■ Aufgabe ■
Wie lauten die Zeilen von der Zeile mit „Can you find the red baseball“ bis einschließlich der Zeile mit „pixel 300 56“, wenn du darin „photo“ durch „image“ ersetzt und sonst nichts veränderst? Gib nur diese Zeilen wieder.

■ Einträge ■
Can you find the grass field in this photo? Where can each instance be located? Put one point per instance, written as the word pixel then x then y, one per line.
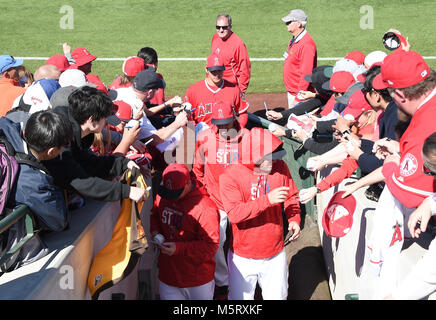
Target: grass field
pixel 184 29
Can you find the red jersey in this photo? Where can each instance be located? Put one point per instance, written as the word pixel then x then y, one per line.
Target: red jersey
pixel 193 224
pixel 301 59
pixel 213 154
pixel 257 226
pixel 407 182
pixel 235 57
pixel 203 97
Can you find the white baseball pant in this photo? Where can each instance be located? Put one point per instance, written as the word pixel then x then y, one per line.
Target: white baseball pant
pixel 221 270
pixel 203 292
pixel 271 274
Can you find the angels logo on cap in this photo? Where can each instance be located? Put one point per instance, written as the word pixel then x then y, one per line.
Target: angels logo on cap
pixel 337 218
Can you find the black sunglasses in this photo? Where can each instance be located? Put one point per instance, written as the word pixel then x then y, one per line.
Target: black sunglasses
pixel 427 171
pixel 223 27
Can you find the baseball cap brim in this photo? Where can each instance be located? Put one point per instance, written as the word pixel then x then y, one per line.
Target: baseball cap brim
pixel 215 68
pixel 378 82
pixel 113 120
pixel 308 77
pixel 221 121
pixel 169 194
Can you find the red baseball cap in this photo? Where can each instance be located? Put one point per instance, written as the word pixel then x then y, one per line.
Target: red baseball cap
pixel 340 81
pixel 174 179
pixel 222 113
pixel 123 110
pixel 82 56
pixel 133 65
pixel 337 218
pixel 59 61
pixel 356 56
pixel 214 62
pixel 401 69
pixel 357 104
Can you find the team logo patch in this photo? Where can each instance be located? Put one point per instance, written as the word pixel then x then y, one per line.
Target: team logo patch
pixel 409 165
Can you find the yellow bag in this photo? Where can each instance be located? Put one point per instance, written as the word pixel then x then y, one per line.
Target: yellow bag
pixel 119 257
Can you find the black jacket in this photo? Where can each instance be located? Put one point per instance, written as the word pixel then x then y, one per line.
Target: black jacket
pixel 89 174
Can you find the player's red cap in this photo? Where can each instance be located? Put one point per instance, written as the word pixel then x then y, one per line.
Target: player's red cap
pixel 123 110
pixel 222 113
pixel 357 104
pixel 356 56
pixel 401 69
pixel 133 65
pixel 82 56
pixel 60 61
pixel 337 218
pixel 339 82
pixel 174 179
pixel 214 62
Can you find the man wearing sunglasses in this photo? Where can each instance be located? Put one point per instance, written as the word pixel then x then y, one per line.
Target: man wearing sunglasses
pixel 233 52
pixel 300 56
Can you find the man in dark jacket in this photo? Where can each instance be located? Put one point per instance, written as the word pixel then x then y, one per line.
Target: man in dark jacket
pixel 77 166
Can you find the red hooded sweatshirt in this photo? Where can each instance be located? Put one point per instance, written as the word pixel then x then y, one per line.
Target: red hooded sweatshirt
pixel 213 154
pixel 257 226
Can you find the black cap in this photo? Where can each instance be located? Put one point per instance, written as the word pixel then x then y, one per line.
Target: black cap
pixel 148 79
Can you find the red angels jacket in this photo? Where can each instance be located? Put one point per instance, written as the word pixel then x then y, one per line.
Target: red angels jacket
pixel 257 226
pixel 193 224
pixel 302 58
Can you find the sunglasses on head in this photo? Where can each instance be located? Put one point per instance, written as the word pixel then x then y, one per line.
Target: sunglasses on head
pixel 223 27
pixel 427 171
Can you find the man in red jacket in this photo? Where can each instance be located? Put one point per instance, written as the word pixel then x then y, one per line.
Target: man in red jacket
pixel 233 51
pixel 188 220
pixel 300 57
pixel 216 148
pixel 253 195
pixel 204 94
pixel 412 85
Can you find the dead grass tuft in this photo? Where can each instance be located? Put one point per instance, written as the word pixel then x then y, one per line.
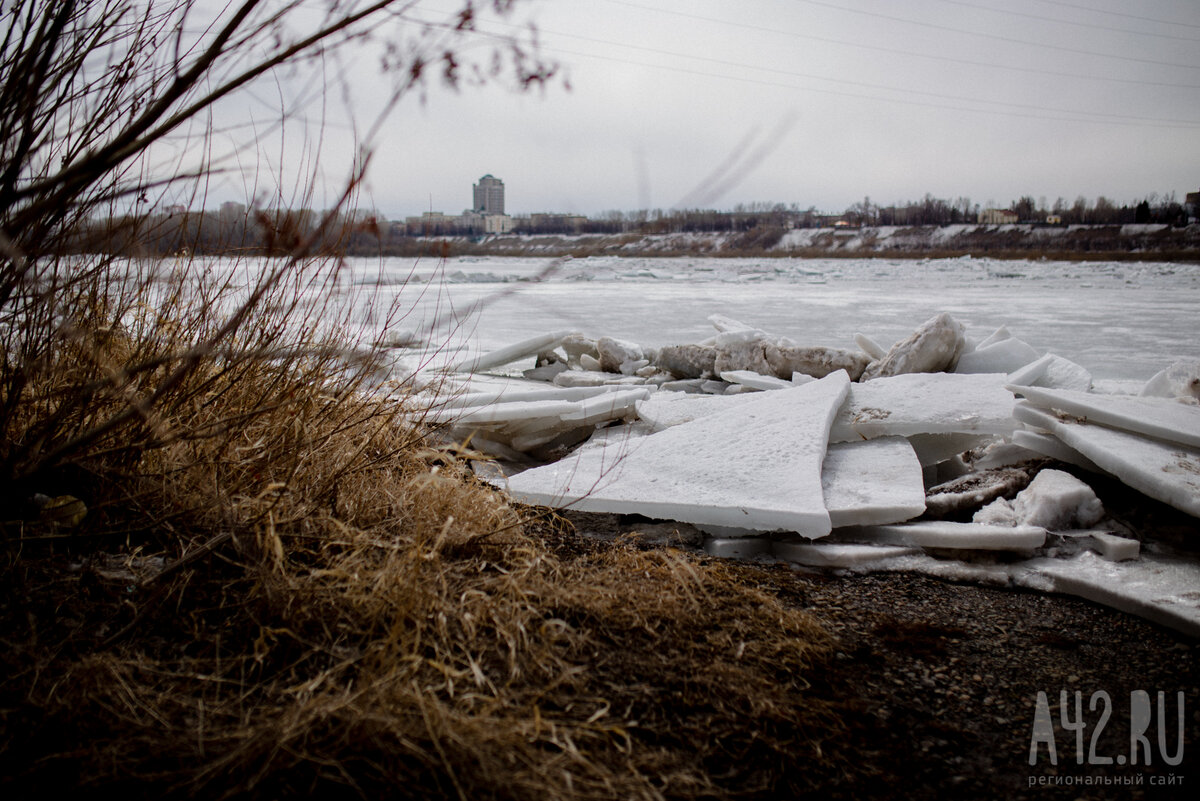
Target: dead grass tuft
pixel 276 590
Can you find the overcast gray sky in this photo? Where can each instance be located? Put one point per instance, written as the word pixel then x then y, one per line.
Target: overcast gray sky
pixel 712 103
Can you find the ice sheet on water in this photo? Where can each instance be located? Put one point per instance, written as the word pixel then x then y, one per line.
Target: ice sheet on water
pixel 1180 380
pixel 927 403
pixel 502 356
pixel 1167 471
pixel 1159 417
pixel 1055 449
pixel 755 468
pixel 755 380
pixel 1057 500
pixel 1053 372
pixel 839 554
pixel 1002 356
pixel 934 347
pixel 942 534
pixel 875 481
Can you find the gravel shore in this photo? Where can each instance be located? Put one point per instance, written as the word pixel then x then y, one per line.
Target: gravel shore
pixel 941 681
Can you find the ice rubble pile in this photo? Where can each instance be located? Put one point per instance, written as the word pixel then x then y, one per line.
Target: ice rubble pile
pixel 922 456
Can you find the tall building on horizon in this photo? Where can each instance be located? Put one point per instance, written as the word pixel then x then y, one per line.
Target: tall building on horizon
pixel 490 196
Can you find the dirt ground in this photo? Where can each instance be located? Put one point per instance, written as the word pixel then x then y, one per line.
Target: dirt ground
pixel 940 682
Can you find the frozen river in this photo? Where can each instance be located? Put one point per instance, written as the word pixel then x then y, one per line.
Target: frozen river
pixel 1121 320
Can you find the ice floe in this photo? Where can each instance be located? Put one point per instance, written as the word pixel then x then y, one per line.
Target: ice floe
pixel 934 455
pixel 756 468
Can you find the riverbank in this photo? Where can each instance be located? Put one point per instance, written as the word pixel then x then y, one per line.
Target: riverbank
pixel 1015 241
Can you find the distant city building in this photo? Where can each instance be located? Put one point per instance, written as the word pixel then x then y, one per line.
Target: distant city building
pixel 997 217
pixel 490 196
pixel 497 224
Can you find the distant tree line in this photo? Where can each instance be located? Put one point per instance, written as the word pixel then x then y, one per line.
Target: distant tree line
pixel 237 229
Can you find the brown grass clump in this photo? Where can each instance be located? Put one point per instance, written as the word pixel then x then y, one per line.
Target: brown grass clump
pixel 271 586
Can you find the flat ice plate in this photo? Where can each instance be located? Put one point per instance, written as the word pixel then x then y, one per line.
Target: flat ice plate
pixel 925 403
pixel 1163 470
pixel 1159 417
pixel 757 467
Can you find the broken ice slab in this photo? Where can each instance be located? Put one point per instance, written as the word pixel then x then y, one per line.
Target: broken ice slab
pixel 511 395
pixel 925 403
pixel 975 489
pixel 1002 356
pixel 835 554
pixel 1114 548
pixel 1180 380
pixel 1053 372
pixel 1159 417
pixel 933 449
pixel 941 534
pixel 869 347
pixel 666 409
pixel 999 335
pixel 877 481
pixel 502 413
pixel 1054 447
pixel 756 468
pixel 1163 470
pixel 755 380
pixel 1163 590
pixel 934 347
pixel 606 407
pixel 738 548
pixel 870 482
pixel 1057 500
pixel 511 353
...
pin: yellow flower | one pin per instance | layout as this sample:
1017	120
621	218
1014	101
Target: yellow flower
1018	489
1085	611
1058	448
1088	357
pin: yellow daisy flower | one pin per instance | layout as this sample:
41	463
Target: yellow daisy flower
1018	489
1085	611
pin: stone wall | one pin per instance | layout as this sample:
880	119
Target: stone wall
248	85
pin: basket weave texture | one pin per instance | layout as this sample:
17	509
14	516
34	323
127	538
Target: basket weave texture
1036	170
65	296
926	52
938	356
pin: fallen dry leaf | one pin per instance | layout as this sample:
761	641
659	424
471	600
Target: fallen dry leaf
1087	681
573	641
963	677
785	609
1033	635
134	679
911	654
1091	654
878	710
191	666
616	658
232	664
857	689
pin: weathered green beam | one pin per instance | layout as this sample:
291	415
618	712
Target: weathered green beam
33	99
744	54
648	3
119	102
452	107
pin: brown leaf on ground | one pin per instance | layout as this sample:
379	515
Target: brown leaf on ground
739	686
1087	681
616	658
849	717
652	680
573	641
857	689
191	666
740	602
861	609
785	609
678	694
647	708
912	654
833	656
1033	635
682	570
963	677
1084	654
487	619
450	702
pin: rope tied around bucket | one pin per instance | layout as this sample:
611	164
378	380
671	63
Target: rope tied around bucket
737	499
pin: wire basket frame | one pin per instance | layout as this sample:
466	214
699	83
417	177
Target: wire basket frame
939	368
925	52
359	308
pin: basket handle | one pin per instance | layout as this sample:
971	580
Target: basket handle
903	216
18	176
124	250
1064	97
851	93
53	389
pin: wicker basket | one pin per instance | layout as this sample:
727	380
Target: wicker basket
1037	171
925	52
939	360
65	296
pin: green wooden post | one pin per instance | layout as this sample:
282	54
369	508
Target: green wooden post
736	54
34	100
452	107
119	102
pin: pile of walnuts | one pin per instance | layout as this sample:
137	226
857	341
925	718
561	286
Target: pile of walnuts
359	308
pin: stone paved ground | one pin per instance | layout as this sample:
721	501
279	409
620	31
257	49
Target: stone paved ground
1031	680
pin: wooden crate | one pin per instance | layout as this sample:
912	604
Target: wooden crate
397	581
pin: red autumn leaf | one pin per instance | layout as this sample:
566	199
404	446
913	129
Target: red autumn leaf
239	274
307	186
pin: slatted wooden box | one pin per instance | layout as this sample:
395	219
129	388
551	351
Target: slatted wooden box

■ Antwort ■
Can you find the red baseball cap in this image? Where can each instance be located? Put one point per instance, written as the word pixel then x then y, one per line.
Target: red baseball cap
pixel 340 81
pixel 174 179
pixel 222 113
pixel 123 110
pixel 82 56
pixel 133 65
pixel 337 218
pixel 59 61
pixel 356 56
pixel 214 62
pixel 401 69
pixel 357 104
Can you find the team logo patch in this image? Where can each instance be located? Put one point per instance, written as the word pixel then x then y, one per line.
Target: team logo patch
pixel 409 165
Can you find the yellow bag in this image? Where can each instance be located? Put one point per instance, written as the word pixel then x then y, one per line.
Target: yellow bag
pixel 119 257
Can you find the black jacket in this image? Where can each instance be located? Put one point per instance, written as the word pixel then x then y, one per line.
Target: black jacket
pixel 89 174
Can you find the player's red cap in this image? Where can each instance be located? Put one point per instance, written as the word pixel then x then y, one per line.
Target: player's red cap
pixel 123 110
pixel 222 113
pixel 357 104
pixel 356 56
pixel 401 69
pixel 133 65
pixel 82 56
pixel 60 61
pixel 337 218
pixel 339 82
pixel 174 179
pixel 214 62
Can you find the man wearing sunglasses in this image? Where can each instance be located? Put one point per instance, written as the word pixel then x then y, one per line.
Target: man wearing sunglasses
pixel 233 52
pixel 300 56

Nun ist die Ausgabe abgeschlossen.